WORK REQUIRED | From the first line to the last, write out the data below exactly.

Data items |
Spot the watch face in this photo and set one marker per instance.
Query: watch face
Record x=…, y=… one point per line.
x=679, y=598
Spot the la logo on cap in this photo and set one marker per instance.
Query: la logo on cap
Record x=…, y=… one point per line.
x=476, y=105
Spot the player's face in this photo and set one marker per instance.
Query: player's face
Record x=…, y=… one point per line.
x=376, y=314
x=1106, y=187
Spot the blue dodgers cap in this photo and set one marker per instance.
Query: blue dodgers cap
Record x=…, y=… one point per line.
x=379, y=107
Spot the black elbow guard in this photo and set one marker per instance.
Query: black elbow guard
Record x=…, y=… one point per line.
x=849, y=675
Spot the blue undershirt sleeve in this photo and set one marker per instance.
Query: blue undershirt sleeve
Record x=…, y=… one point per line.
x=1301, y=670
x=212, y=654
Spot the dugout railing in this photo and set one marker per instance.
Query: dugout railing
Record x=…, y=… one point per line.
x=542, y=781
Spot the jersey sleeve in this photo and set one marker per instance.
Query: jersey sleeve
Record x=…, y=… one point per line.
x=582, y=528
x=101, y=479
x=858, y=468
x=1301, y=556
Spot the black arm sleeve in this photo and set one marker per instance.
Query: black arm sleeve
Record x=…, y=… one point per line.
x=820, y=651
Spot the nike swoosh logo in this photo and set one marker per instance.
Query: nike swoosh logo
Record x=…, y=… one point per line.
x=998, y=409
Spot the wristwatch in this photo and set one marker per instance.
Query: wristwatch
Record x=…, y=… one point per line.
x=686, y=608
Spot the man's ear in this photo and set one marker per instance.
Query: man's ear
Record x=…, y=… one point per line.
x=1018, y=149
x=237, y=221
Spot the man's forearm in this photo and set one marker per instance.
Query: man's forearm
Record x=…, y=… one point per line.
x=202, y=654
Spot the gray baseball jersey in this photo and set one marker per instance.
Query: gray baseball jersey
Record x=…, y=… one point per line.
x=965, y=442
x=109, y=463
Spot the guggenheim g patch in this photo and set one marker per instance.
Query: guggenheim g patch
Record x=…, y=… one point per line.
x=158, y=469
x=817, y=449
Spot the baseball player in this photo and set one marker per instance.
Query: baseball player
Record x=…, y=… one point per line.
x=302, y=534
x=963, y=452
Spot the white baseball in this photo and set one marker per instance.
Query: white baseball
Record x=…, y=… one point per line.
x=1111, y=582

SOLUTION |
Spot the watch face in this photo and set one marker per instance.
Query: watch face
Record x=…, y=… one point per line.
x=679, y=598
Spot the la logo on cap in this photo and set one marker per instance.
Query: la logo on cap
Record x=…, y=… one point per line.
x=476, y=105
Spot the player's face in this photo and set one marker per instance.
Query: player's face
Record x=…, y=… one point per line.
x=376, y=314
x=1106, y=187
Spot the blue dodgers cap in this photo and set one marker per instance.
Query: blue dodgers cap
Record x=…, y=… one point per line.
x=379, y=107
Spot the black elbow guard in this photo and set one marker per instance.
Query: black elbow guard
Record x=…, y=… one point per line.
x=849, y=675
Spot the blue undershirt sleeve in this photo and set one marker per instance.
Query: blue undershirt sleeve
Record x=…, y=… one point per line.
x=1301, y=670
x=212, y=654
Spot the dugout railing in this photo and set one marker per instance.
Query: dugout railing
Record x=…, y=… one point per line.
x=542, y=781
Spot the jersey sleeve in this photo and set one marker per instance.
Query: jersey sleeve
Record x=…, y=… one point per line.
x=582, y=528
x=101, y=479
x=858, y=468
x=1301, y=556
Spot the black arm sleeve in this photo and set one marker per instance.
Query: black arm sleeve
Record x=…, y=… one point per line.
x=820, y=651
Spot the nike swoosh logo in this photo and set one marker per instance.
Query: nike swoosh logo
Record x=…, y=… one point per line.
x=998, y=409
Spot the wristwatch in this photo and set one marker per instance.
Query: wristwatch
Record x=…, y=… one point per line.
x=686, y=608
Spot the man's ear in this photo and set one marker per instance.
Query: man's ear
Record x=…, y=… one point per line.
x=1018, y=149
x=237, y=221
Spot the man's forearm in this photo and set one marker per instance.
Query: man's forearm
Record x=…, y=… one point per line.
x=202, y=654
Spot the gray baseball jersey in this photo and set one marker per instance.
Query: gray baseball jersey
Record x=…, y=… one point per line.
x=965, y=442
x=109, y=463
Spot the guggenheim g patch in this photo and set one marker per instance.
Query: guggenheim g patch
Record x=…, y=… one point per line.
x=158, y=469
x=817, y=449
Spot the baseball player in this photo and set one marker per instance.
Query: baseball player
Record x=…, y=… one point per line.
x=302, y=534
x=963, y=452
Spot the white baseball in this photo and set one marker per instance.
Query: white baseball
Record x=…, y=… one point per line.
x=1111, y=582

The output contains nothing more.